:: Problem statement ::
The entries below are to be transcribed in full, without their images.

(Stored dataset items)
►

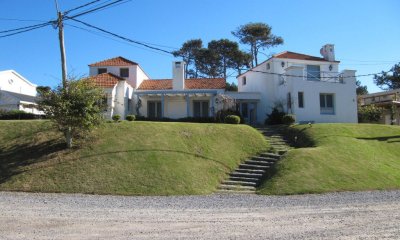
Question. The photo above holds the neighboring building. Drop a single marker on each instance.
(17, 93)
(309, 87)
(386, 100)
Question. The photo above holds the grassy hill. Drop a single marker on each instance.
(339, 157)
(128, 158)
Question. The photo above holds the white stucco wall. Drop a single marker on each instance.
(14, 82)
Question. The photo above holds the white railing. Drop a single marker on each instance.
(333, 77)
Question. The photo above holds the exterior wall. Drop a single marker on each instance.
(13, 82)
(136, 74)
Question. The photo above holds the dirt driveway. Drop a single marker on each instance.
(362, 215)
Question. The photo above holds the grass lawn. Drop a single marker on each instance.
(339, 157)
(127, 158)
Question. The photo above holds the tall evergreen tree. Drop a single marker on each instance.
(257, 36)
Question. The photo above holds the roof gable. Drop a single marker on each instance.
(106, 80)
(299, 56)
(192, 83)
(117, 61)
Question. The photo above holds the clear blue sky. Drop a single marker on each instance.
(366, 33)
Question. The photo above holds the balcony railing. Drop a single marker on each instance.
(333, 77)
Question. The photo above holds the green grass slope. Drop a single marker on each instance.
(339, 157)
(127, 158)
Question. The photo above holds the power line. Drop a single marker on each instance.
(289, 75)
(96, 9)
(119, 36)
(111, 38)
(82, 6)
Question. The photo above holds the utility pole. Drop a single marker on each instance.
(62, 48)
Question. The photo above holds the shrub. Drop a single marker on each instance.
(370, 113)
(275, 117)
(130, 118)
(232, 119)
(16, 115)
(288, 119)
(116, 117)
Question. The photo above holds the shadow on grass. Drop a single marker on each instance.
(157, 150)
(12, 160)
(389, 139)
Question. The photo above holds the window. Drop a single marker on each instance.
(200, 108)
(300, 97)
(313, 73)
(101, 70)
(124, 72)
(326, 103)
(154, 109)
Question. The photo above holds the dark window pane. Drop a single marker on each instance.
(301, 99)
(151, 111)
(329, 100)
(196, 109)
(205, 109)
(244, 110)
(124, 72)
(322, 100)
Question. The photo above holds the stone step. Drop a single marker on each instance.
(242, 183)
(253, 166)
(262, 163)
(271, 155)
(244, 179)
(226, 191)
(236, 187)
(246, 175)
(246, 170)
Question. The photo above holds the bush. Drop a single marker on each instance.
(275, 117)
(232, 119)
(130, 118)
(288, 119)
(116, 117)
(16, 115)
(369, 114)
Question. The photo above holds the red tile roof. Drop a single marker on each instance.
(106, 80)
(117, 61)
(193, 83)
(299, 56)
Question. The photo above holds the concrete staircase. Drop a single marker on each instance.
(251, 172)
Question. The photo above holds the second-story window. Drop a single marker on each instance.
(101, 70)
(313, 73)
(124, 72)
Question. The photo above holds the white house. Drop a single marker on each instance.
(311, 88)
(130, 91)
(386, 100)
(17, 93)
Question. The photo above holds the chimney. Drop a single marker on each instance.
(328, 52)
(178, 75)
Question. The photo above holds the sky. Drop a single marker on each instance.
(366, 33)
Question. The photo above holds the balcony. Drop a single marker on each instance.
(332, 77)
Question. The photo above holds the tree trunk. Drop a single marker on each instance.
(68, 137)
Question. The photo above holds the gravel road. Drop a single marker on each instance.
(360, 215)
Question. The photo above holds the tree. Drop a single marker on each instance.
(188, 53)
(361, 90)
(388, 81)
(231, 87)
(258, 36)
(75, 108)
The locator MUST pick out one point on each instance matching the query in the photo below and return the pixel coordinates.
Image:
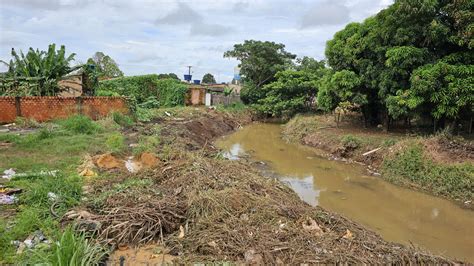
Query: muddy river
(397, 214)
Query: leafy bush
(148, 91)
(122, 120)
(410, 166)
(141, 87)
(350, 141)
(80, 124)
(171, 92)
(146, 144)
(150, 102)
(71, 249)
(115, 142)
(26, 122)
(143, 114)
(292, 92)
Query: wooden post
(18, 105)
(79, 101)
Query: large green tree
(208, 78)
(402, 47)
(43, 68)
(259, 62)
(294, 90)
(105, 66)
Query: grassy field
(57, 146)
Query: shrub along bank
(46, 162)
(149, 91)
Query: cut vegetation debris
(205, 209)
(441, 164)
(198, 206)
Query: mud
(203, 208)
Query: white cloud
(162, 36)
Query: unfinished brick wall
(50, 107)
(7, 109)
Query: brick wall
(220, 98)
(47, 108)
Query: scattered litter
(35, 239)
(9, 173)
(9, 191)
(7, 199)
(107, 161)
(52, 196)
(5, 144)
(87, 172)
(181, 232)
(149, 160)
(372, 151)
(253, 258)
(131, 166)
(348, 234)
(311, 225)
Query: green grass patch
(33, 212)
(298, 127)
(55, 146)
(122, 120)
(72, 249)
(80, 124)
(410, 166)
(146, 144)
(351, 141)
(115, 143)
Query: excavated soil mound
(206, 209)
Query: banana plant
(45, 68)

◄

:: Reply to the exercise ::
Question. The photo above holds the neighboring building. Drop a single marker on each instance.
(17, 93)
(309, 87)
(386, 100)
Question. The photo above holds the grassy hill. Drop a single marker on each instance.
(339, 157)
(128, 158)
Question. The photo above holds the white stucco wall. Drop a single marker on each instance.
(14, 82)
Question. The photo above holds the white railing. Drop a single marker on each instance.
(333, 77)
Question. The photo above holds the exterior wall. Drop a single marker on each instance.
(13, 82)
(136, 74)
Question. The photo above holds the dirt driveway. Drop a single marker on each instance.
(362, 215)
Question. The photo above holds the grass lawn. Drop a single marker on each instance.
(339, 157)
(127, 158)
Question. The photo above holds the tall evergreen tree. Drop a single marker on each instance.
(257, 36)
Question. The photo above holds the roof gable. Drop a single marker on each instance.
(106, 80)
(299, 56)
(192, 83)
(117, 61)
Question. The photo above holds the clear blue sky. Drop a single marker on each instance.
(366, 33)
Question. The photo above holds the balcony railing. Drop a single marker on each instance.
(333, 77)
Question. The photo above holds the green grass slope. Drop a single marker on each instance.
(339, 157)
(127, 158)
Question. The photo above holds the power line. Drop a single marker on each instance.
(289, 75)
(96, 9)
(119, 36)
(111, 38)
(82, 6)
Question. The photo above holds the utility pole. Drop a single marker on each instance.
(62, 48)
Question. The photo above holds the shrub. Drop a single marker on each instance.
(370, 113)
(275, 117)
(130, 118)
(232, 119)
(16, 115)
(288, 119)
(116, 117)
Question. The photo above holds the shadow on grass. Drop a single marker on each instance.
(157, 150)
(12, 160)
(389, 139)
Question. The photo above holds the window. Drop a single marker on each instance.
(200, 108)
(300, 97)
(313, 73)
(101, 70)
(124, 72)
(326, 103)
(154, 109)
Question. The photo above holds the dark window pane. Drop a single marker on each instance.
(301, 99)
(151, 111)
(329, 100)
(196, 109)
(205, 109)
(244, 110)
(124, 72)
(322, 100)
Question. The photo above holds the stone step. Drop a single marker on each instance.
(242, 183)
(253, 166)
(262, 163)
(271, 155)
(244, 179)
(226, 191)
(236, 187)
(246, 175)
(246, 170)
Question. The photo above holds the bush. Drop a single marker on each instance.
(275, 117)
(232, 119)
(130, 118)
(288, 119)
(116, 117)
(16, 115)
(369, 114)
Question. The photo above holds the red tile roof. Drop a single marker on each instance.
(106, 80)
(117, 61)
(193, 83)
(299, 56)
Question. The photo above holds the concrete staircase. Drop a single marker on each instance.
(251, 172)
Question. The photo above holds the second-story window. Drop a single marker on each instance.
(101, 70)
(313, 73)
(124, 72)
Question. The photo above holds the white house. Drop a single marker on each instance.
(311, 88)
(130, 91)
(386, 100)
(17, 93)
Question. The photo above holds the chimney. Drop a single marker on each instance.
(328, 52)
(178, 75)
Question. The photo above holds the sky. Drop a single marker on each instance.
(366, 33)
Question. The photo above holds the balcony. Drop a single marker on each instance.
(332, 77)
Question. The photo above holds the tree trunk. Drop a single marker on each instance.
(68, 137)
Question. The photo above holds the gravel road. Drop a single marker on each instance.
(360, 215)
Question. The photo above holds the tree. Drop a single marker on each instance.
(188, 53)
(361, 90)
(388, 81)
(231, 87)
(258, 36)
(75, 108)
The locator MUST pick out one point on each instance matching the query in the photo below and return the pixel coordinates.
Image:
Query: muddy river
(397, 214)
Query: leafy bush
(148, 91)
(122, 120)
(410, 166)
(141, 87)
(350, 141)
(80, 124)
(171, 92)
(146, 144)
(150, 102)
(71, 249)
(115, 142)
(26, 122)
(143, 114)
(292, 92)
Query: wooden post
(18, 105)
(79, 101)
Query: large green tree
(208, 78)
(402, 47)
(43, 68)
(259, 62)
(294, 90)
(105, 66)
Query: grassy field
(57, 146)
Query: shrub along bank
(46, 162)
(149, 91)
Query: cut vegetation debris
(205, 209)
(441, 164)
(198, 206)
Query: mud
(203, 208)
Query: white cloud
(162, 36)
Query: unfinished brick wall
(50, 107)
(7, 109)
Query: brick wall
(220, 98)
(47, 108)
Query: scattered litter
(35, 239)
(9, 173)
(9, 191)
(7, 199)
(107, 161)
(52, 196)
(5, 144)
(87, 172)
(181, 232)
(149, 160)
(372, 151)
(253, 258)
(131, 166)
(348, 234)
(311, 225)
Query: green grass patch
(33, 212)
(298, 127)
(55, 146)
(122, 120)
(72, 249)
(80, 124)
(410, 166)
(146, 144)
(351, 141)
(115, 143)
Query: excavated soil mound
(206, 209)
Query: banana plant
(45, 68)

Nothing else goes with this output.